#### Task goal:
Turn the records from the line with "foot for player-tracking calibration." through the line with "[450,691,556,754]" into a Markdown table with two columns, Row and Line, numbering each line and skipping blank lines. Leave the pictures out.

━━ Provided records ━━

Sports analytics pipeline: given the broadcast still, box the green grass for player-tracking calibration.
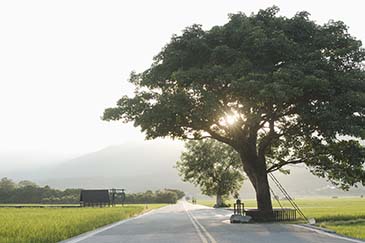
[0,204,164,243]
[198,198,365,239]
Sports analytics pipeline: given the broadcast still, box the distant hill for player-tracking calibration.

━━━
━━ Provided records ━━

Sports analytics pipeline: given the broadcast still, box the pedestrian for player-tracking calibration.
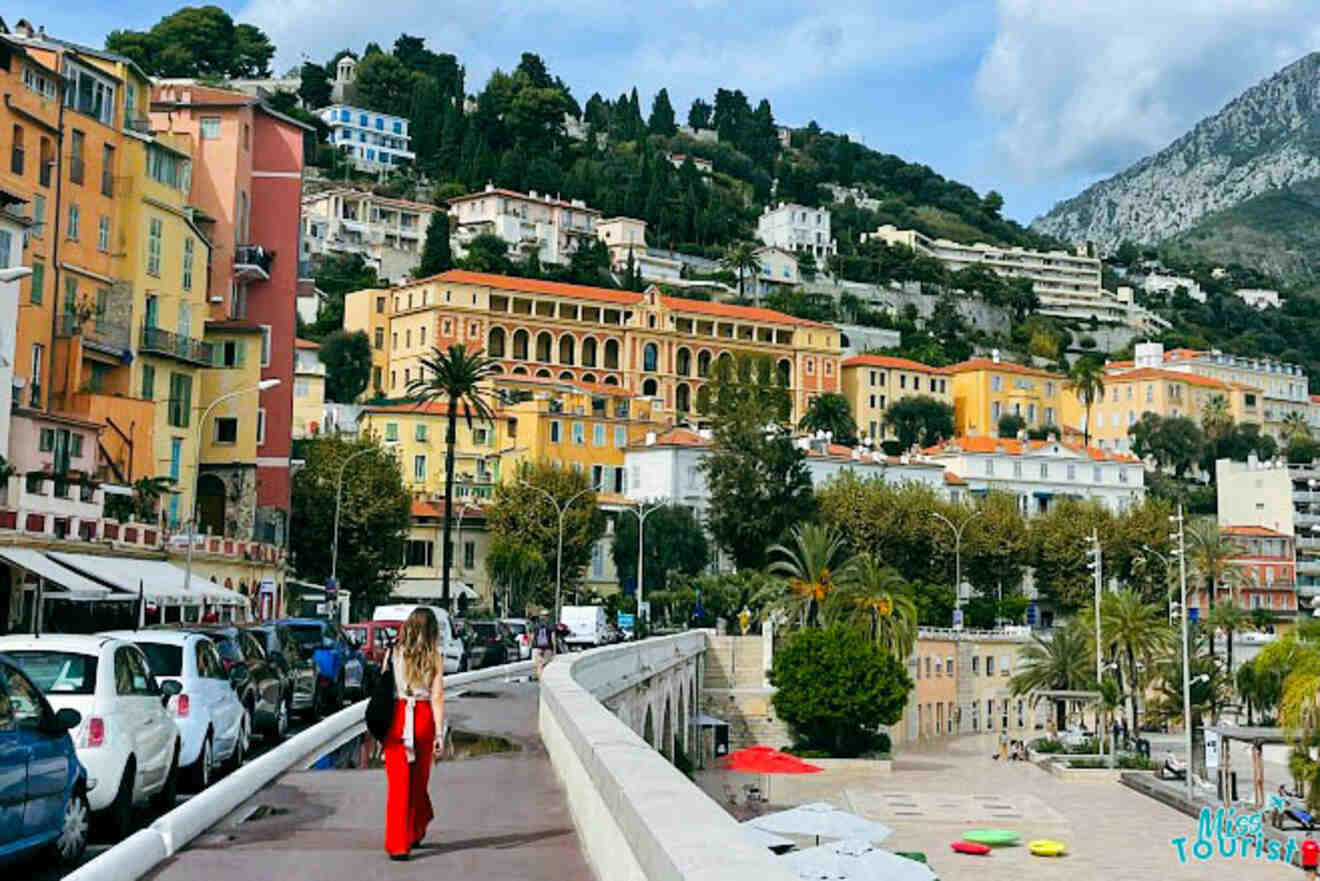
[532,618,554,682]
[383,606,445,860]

━━━
━━ Provided records ━━

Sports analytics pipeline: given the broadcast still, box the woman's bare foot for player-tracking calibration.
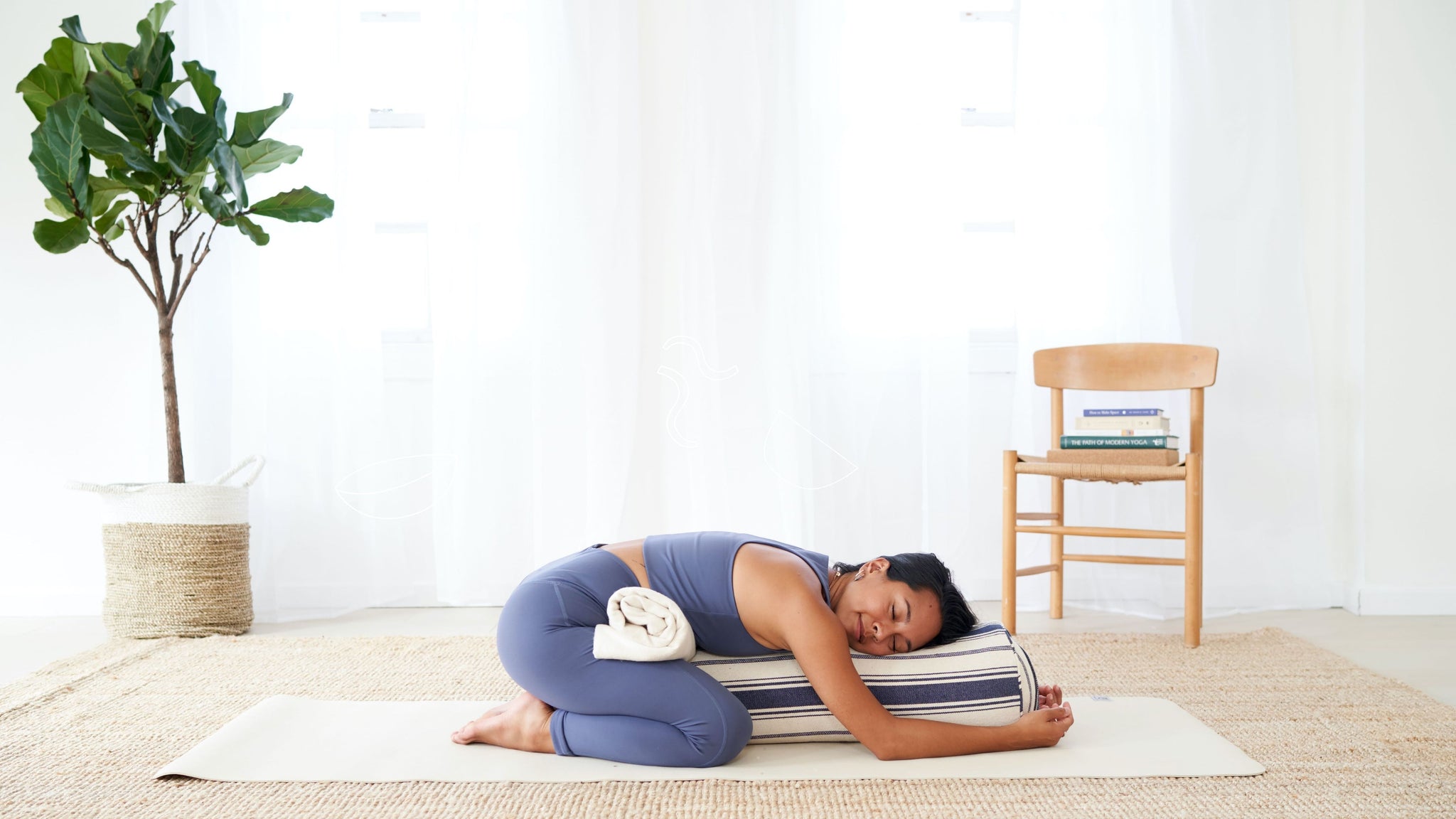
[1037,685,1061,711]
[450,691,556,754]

━━━

#### Problem solution:
| Row | Line |
|---|---|
| 1 | Sports analytics pipeline: given the broadcast still, box the woman's bare foot for player-tracking calibration. |
| 2 | [1037,685,1061,711] |
| 3 | [450,691,556,754] |